- **SHORT PROBLEM**: Copy every line of the data exactly, leaving nothing out.

[Labeled-object pointing entries]

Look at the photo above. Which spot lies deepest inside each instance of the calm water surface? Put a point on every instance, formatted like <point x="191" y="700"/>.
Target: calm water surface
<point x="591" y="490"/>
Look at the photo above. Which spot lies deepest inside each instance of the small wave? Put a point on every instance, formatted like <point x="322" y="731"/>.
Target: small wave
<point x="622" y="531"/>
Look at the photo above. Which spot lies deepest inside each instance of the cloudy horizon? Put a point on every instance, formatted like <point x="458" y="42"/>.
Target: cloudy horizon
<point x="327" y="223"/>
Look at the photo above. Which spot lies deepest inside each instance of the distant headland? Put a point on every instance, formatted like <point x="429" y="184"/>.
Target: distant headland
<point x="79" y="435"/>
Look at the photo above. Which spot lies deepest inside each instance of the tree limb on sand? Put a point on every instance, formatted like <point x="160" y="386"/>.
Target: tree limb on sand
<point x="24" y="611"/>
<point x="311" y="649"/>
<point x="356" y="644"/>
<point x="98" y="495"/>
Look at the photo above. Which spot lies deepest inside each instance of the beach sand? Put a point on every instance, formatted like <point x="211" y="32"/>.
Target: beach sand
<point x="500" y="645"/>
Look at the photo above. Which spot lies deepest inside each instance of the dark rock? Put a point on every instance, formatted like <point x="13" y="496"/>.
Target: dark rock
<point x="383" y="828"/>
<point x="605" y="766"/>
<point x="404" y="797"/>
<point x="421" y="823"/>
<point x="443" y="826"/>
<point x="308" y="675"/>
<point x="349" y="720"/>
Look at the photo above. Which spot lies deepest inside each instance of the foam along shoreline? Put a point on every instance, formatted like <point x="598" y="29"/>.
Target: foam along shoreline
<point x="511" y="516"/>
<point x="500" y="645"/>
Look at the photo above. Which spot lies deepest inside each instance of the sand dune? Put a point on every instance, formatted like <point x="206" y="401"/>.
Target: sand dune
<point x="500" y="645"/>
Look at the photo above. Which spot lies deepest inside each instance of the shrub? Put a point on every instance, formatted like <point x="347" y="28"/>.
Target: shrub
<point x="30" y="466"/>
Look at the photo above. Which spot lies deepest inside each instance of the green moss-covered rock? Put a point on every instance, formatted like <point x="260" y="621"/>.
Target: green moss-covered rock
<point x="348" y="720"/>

- **FINAL RESULT**:
Look at the photo above. Which spot lies deepest inside each instance of the calm water surface? Put a point on every instance, formatted like <point x="191" y="700"/>.
Target: calm water surface
<point x="591" y="490"/>
Look at the photo above. Which spot lies deepest inside each instance of the small wave? Put a point on every instance, formatted like <point x="322" y="731"/>.
Target: small wave
<point x="622" y="531"/>
Look at the photo above. Which spot lies deepest inside each instance of the cloudy horizon? Put a point on every instance, formatted like <point x="458" y="42"/>.
Target: cloudy horizon
<point x="327" y="223"/>
Look at the photo above. Which spot lies deepest inside each instance of the distant headland? Put a point on every instance, formatted like <point x="429" y="184"/>.
Target: distant headland
<point x="79" y="435"/>
Look at the photo above. Which spot lies deepest inside each instance of the tree limb on sand? Put a point on every instance, formatted like <point x="160" y="386"/>.
Target: tree limb on sand
<point x="24" y="611"/>
<point x="311" y="649"/>
<point x="356" y="644"/>
<point x="98" y="495"/>
Look at the photo above. Which spot lies deepest inside each instance of the beach sand? Put a point on every instance, formatted like <point x="211" y="32"/>.
Target: beach sand
<point x="500" y="645"/>
Look at the photo above. Which spot lies deepest inside each instance of the dark rock? Put a point on every instance, formatted like <point x="13" y="496"/>.
Target: dark rock
<point x="383" y="828"/>
<point x="605" y="766"/>
<point x="404" y="797"/>
<point x="421" y="823"/>
<point x="443" y="826"/>
<point x="308" y="675"/>
<point x="349" y="720"/>
Look at the photo above. Which spot lies deepest inside each instance of the foam along shoreline? Put a point on every instance, formatted like <point x="598" y="29"/>.
Target: foam along shoreline
<point x="511" y="516"/>
<point x="500" y="645"/>
Look at the photo above. Which spot lies deepest inside each instance of the sand dune? Put a point on every instance, formatted like <point x="206" y="401"/>.
Target: sand dune
<point x="500" y="645"/>
Look at the photo above. Which spot lies deepest inside each instance of the shrub? Put a point on every instance, formatted like <point x="347" y="28"/>.
Target: shrub
<point x="30" y="466"/>
Look at the photo above. Which spot lies deepest inside each instance of the green moss-covered rock? Put a point on every instance, formatted like <point x="260" y="621"/>.
Target: green moss-covered rock
<point x="348" y="720"/>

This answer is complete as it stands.